>> start Source excerpt

Paul Heaton and Jacqui Abbott at Shepherd’s Bush Empire
Paul Heaton, brainchild of hit-makers The Housemartins and The Beautiful South, was, in his heyday, one of the most talented song-writers of the 80s and 90s, creating soulful, melodic hits with dry northern wit and scowling poeticism. Throughout their 19-year-long career The Beautiful South morphed through a number of different guises with three different female soloists, including Briana Corrigan and Alison Wheeler enacting the band’s his and hers kitchen-sink musical dramas.
After a disappointing solo career Heaton has reunited with his most definitive female counterpart Jacqui Abbott, responsible for hits such as Rotterdam, Perfect 10 and Don’t Marry Her. During Heaton’s brief solo career calls for Abbott to rejoin her old musical pal abounded from fans, and in a live setting it’s easy to see why. Abbott seems to have foiled time looking and sounding just as she did in the mid 90s. Her voice retains its husky, country rasp and mellifluous lilting tones. Age, however, seems to have taken its toll upon Heaton: his once crisp, lofty melodies lack their previous sharpness and he uses his song sheet all too often in search of his infamous lyrics.

>> end Source excerpt
>> start Supplied data

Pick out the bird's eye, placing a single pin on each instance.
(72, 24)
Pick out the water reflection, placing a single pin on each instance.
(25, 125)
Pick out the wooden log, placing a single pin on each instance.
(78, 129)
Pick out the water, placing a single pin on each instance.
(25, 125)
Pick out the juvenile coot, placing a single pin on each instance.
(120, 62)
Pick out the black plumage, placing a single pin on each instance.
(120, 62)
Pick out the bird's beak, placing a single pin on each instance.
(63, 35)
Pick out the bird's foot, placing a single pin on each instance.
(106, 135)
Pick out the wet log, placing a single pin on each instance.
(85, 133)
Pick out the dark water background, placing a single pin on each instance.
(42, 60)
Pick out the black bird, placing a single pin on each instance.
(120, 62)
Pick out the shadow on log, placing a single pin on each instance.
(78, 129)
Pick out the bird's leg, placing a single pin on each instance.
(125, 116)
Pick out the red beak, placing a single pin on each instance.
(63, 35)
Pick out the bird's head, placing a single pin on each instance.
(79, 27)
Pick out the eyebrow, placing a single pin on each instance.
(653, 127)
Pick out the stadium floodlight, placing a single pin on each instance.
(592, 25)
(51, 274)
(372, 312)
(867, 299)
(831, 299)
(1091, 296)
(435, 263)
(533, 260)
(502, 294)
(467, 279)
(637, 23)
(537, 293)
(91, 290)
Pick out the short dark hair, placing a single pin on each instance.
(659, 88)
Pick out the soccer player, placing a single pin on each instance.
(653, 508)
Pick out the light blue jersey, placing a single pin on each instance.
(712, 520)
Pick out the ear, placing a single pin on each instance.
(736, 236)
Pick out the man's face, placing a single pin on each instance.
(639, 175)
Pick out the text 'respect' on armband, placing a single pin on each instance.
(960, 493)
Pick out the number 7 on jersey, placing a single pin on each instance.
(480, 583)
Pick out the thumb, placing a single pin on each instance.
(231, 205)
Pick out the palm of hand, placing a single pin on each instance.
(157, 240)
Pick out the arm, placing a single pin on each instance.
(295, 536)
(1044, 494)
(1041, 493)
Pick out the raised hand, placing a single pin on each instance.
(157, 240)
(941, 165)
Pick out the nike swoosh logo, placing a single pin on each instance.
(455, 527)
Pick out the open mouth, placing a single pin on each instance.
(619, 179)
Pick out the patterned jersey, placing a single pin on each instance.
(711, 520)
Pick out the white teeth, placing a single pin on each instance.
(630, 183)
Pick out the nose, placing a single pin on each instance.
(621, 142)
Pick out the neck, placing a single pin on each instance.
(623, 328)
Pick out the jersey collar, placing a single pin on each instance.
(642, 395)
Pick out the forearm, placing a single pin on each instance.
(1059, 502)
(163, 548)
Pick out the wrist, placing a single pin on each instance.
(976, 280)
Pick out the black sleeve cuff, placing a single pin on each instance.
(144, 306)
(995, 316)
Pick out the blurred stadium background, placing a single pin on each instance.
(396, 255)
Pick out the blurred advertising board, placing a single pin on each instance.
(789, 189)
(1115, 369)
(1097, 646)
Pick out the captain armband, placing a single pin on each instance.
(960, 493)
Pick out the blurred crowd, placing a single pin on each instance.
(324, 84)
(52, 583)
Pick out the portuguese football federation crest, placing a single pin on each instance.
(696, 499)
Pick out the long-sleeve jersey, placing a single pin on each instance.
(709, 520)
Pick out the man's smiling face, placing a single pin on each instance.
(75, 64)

>> end Supplied data

--- What needs to be done ---
Reproduce word for word the part of the Paul Heaton and Jacqui Abbott concert review that runs from "After a disappointing" down to "his infamous lyrics.".

--- Response to this exercise ---
After a disappointing solo career Heaton has reunited with his most definitive female counterpart Jacqui Abbott, responsible for hits such as Rotterdam, Perfect 10 and Don’t Marry Her. During Heaton’s brief solo career calls for Abbott to rejoin her old musical pal abounded from fans, and in a live setting it’s easy to see why. Abbott seems to have foiled time looking and sounding just as she did in the mid 90s. Her voice retains its husky, country rasp and mellifluous lilting tones. Age, however, seems to have taken its toll upon Heaton: his once crisp, lofty melodies lack their previous sharpness and he uses his song sheet all too often in search of his infamous lyrics.